# [WORK TASK]
Every entry in the data that follows should come back exactly, pictures aside.

# [THE DATA]
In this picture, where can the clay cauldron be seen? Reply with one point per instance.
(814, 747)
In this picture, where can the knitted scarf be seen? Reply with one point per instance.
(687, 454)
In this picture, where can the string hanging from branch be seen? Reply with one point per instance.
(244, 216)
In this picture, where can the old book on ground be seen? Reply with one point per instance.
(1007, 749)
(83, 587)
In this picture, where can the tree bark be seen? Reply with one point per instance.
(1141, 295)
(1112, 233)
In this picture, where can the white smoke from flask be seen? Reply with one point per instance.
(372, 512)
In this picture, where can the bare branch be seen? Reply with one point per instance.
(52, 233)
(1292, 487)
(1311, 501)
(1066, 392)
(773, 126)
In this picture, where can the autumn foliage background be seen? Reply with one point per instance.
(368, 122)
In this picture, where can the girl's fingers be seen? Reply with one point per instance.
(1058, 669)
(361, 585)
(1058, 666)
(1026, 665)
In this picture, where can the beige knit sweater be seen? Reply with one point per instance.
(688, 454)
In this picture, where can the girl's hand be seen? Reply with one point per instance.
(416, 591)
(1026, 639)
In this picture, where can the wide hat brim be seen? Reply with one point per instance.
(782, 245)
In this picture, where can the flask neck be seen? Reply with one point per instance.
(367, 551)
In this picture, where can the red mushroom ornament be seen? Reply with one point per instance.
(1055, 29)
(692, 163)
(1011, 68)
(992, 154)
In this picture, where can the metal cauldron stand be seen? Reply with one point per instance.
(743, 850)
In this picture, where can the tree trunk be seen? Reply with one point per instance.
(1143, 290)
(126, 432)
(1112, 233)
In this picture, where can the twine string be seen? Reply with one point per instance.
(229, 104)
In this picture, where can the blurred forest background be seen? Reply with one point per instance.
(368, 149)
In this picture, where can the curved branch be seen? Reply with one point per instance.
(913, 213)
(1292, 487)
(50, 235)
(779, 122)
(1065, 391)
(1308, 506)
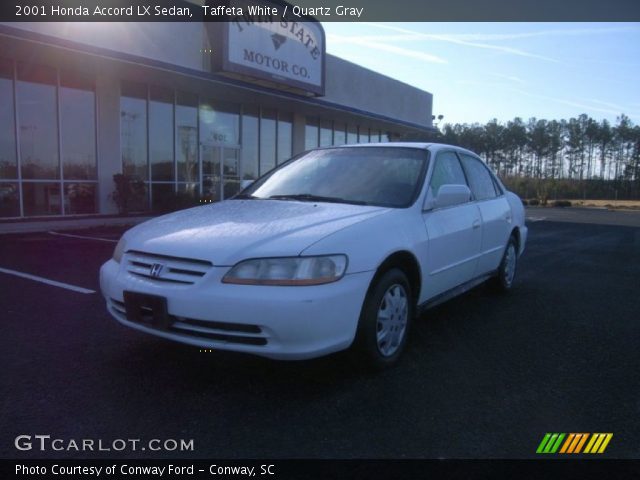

# [RESULT FOR THIS EXERCISE]
In this picture, where can the clay cauldron be seen? Reply with one point per instance.
(814, 747)
In this picture, where can the knitted scarf be seen? Reply with one point per instance.
(687, 454)
In this picture, where can the string hanging from branch be seen? Reply with one point per instance.
(244, 216)
In this picture, where can the old book on ground be seen? Reply with one point per instance.
(1007, 749)
(83, 587)
In this picture, where can the tree bark be seen? Reply with one point per instance.
(1141, 295)
(1112, 233)
In this picture, where can the white smoke from flask be seen? Reply with one point per instance.
(372, 512)
In this picture, where can the bare branch be seen? Reply with one point per instance.
(52, 233)
(1292, 487)
(1311, 501)
(1066, 392)
(773, 126)
In this picture, where can the autumn foliage background be seen? Reply with one point per instance.
(368, 122)
In this picture, where can the girl's fingers be seen? Reply with one point per instance.
(1058, 669)
(361, 585)
(1058, 666)
(1026, 665)
In this picture, where can the beige knit sweater be seen? Reply with one point per instance.
(688, 454)
In this picture, where can the girl's hand be seen? Reply with one point per instance.
(416, 591)
(1026, 639)
In this picture, where can the wide hat brim be seen? Reply with one point per instance.
(782, 245)
In this picture, where can the flask neck be seen? Reply with one point per instance.
(367, 551)
In this picture, where can the red mushroom ornament be seen? Reply with one point per instance.
(1055, 29)
(692, 163)
(1011, 68)
(992, 154)
In this picture, where can the metal cauldron stand be seen? Reply with one point per instance.
(743, 850)
In this picture, where can the tree trunk be seen? Reply with one point per instance.
(1143, 290)
(126, 432)
(1112, 233)
In this picture, where can the twine string be seen? Reply with one point per instance.
(229, 104)
In this picture, where can the blurred forest background be seen? Reply with one point per instance.
(368, 149)
In this picture, where can the curved branch be seen? Reply with one point per instance.
(913, 213)
(1292, 487)
(50, 235)
(779, 122)
(1065, 391)
(1308, 506)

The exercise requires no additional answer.